:: Written task ::
Collect each line in the records below that contains the string "points". Case counts.

:: Information given ::

==============================

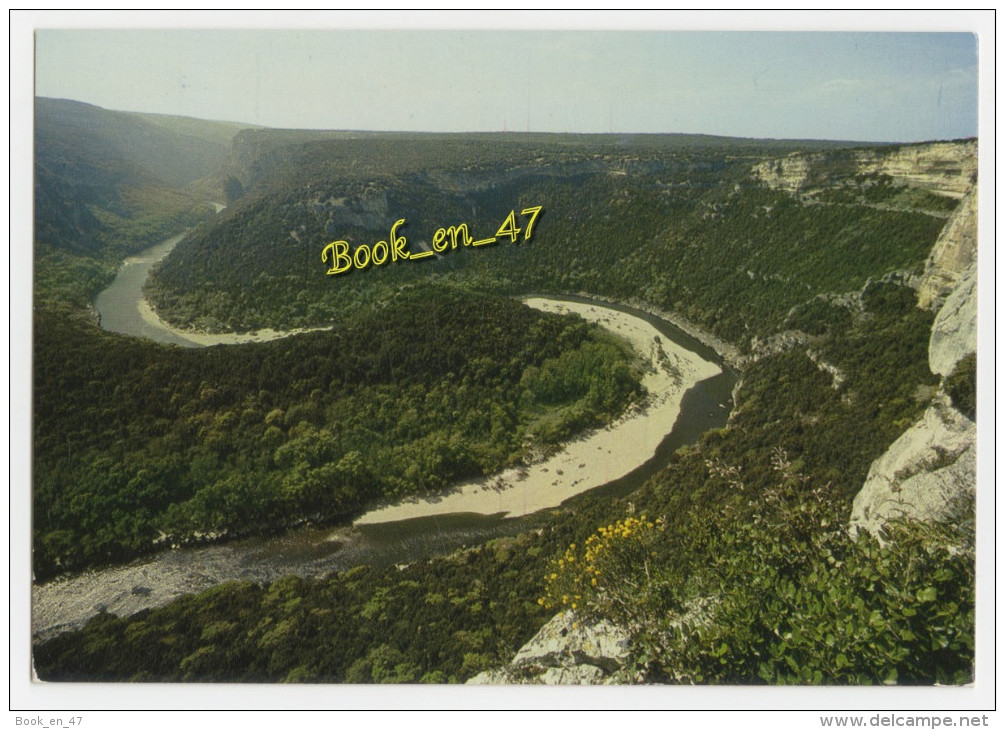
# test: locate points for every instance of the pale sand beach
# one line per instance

==============================

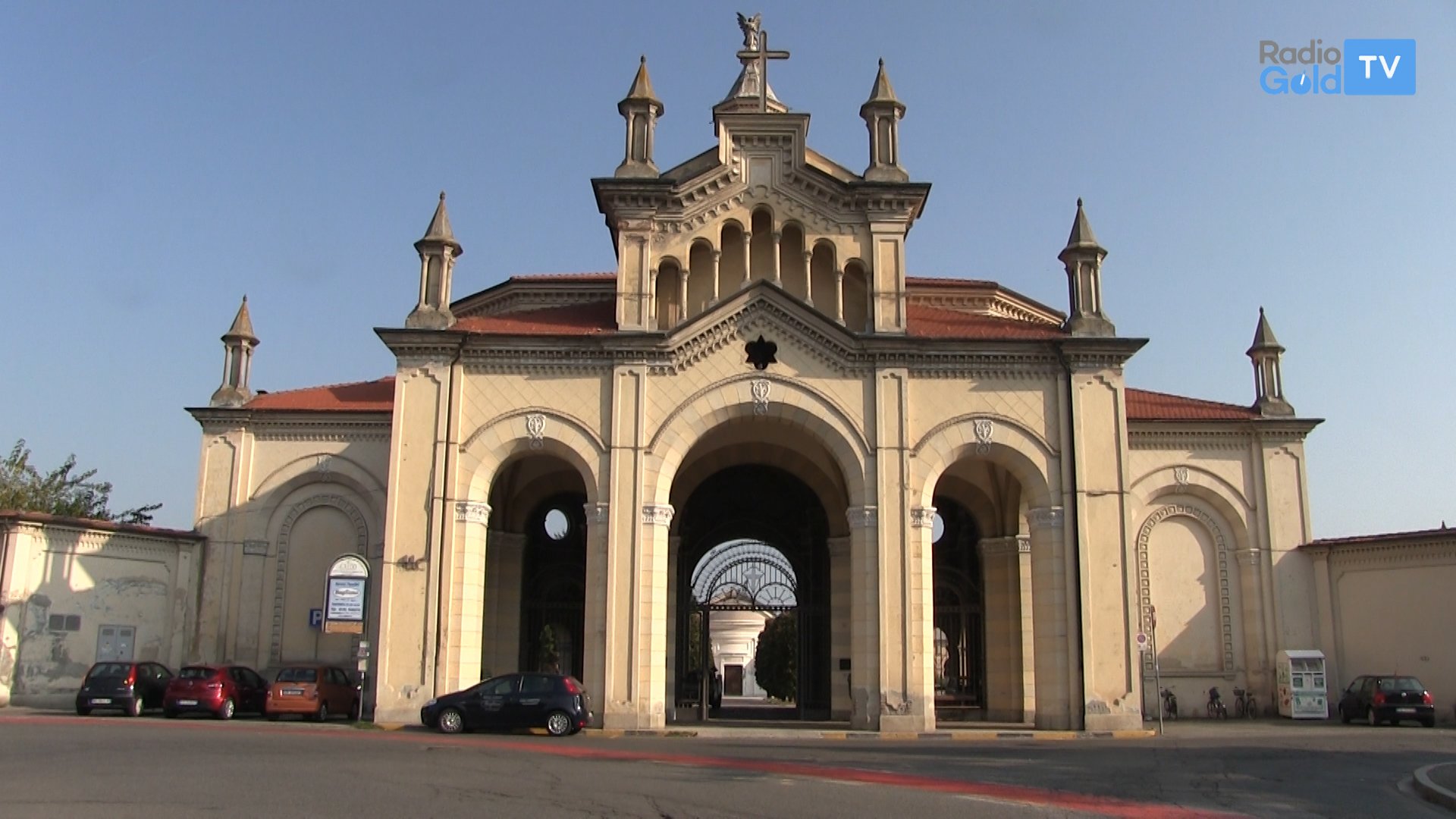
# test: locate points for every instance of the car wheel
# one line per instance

==============================

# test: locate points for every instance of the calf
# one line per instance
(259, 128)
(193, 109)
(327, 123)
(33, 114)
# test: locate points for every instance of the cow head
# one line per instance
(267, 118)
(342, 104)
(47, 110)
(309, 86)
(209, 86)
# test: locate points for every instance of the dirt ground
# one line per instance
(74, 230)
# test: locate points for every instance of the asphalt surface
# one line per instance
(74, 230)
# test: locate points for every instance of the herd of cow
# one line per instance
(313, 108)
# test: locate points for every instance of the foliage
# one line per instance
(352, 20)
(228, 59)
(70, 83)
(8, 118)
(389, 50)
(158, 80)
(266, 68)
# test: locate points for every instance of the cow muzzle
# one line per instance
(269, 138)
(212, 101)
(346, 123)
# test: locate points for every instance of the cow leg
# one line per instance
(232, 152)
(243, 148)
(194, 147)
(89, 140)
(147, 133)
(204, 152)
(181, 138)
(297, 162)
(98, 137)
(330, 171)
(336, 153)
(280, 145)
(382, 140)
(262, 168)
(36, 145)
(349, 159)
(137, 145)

==============================

:: Written response ::
# test: locate points for every instance of the pale sand beach
# test: locate points for every instance of the car wheel
# test: locate points for every instance of the calf
# test: locate points for every instance of the cow head
# test: locate points for every instance of the dirt ground
# test: locate points for every instance of the asphalt surface
# test: locate points for every instance of the herd of cow
# test: locate points for every instance of the foliage
# test: locate points for every instance of the cow muzzle
# test: locate points for every instance of the cow leg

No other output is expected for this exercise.